Data list:
___

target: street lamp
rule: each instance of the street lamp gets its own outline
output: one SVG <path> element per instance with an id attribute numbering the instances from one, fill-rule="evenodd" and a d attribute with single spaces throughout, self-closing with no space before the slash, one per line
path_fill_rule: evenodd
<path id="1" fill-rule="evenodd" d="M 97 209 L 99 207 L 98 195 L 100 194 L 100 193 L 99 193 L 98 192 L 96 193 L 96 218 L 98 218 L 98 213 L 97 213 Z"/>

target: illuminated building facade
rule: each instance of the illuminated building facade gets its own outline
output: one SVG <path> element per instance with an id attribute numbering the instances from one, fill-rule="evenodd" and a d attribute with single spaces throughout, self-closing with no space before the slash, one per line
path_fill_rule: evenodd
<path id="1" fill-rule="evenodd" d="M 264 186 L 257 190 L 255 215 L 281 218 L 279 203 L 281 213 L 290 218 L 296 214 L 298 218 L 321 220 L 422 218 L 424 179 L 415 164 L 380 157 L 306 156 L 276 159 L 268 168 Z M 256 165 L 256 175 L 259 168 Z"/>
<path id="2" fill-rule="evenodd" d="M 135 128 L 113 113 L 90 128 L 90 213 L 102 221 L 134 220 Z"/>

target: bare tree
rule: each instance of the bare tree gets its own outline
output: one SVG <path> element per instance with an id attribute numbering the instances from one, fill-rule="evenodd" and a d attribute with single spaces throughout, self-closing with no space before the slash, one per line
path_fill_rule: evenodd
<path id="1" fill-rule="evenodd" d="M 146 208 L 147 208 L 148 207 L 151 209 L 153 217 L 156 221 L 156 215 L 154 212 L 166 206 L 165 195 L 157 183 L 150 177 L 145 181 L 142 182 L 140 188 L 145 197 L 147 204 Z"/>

___

Please output every line of the records above as a JSON array of strings, one string per line, with blank lines left out.

[
  "target: street lamp",
  "rule: each instance of the street lamp gets its own outline",
  "output: one SVG <path> element per instance with an id attribute numbering the instances from one, fill-rule=\"evenodd\" and a d attribute with single spaces throughout, self-closing with no space before the slash, one per line",
  "path_fill_rule: evenodd",
  "<path id=\"1\" fill-rule=\"evenodd\" d=\"M 97 209 L 99 207 L 98 195 L 100 194 L 100 193 L 99 193 L 98 192 L 96 193 L 96 218 L 98 218 L 98 213 L 97 213 Z\"/>",
  "target: illuminated building facade",
  "rule: each instance of the illuminated building facade gets its own outline",
  "output: one SVG <path> element per instance with an id attribute numbering the instances from one, fill-rule=\"evenodd\" and a d attribute with single spaces throughout, self-closing with no space before the slash, one per line",
  "path_fill_rule: evenodd",
  "<path id=\"1\" fill-rule=\"evenodd\" d=\"M 264 186 L 257 190 L 255 215 L 281 218 L 279 203 L 281 213 L 290 218 L 296 214 L 298 218 L 321 220 L 422 218 L 424 179 L 415 164 L 380 157 L 306 156 L 276 159 L 268 168 Z M 256 165 L 256 175 L 259 168 Z\"/>",
  "<path id=\"2\" fill-rule=\"evenodd\" d=\"M 135 128 L 113 113 L 90 128 L 90 213 L 102 221 L 134 220 Z\"/>",
  "target: bare tree",
  "rule: each instance of the bare tree gets its own outline",
  "output: one SVG <path> element per instance with an id attribute numbering the instances from one, fill-rule=\"evenodd\" and a d attribute with single spaces throughout, self-closing with no space before the slash, one per line",
  "path_fill_rule: evenodd",
  "<path id=\"1\" fill-rule=\"evenodd\" d=\"M 146 208 L 147 208 L 148 207 L 151 209 L 153 217 L 156 221 L 156 215 L 154 212 L 166 206 L 165 195 L 157 183 L 150 177 L 145 181 L 142 182 L 140 188 L 145 197 L 147 204 Z\"/>"
]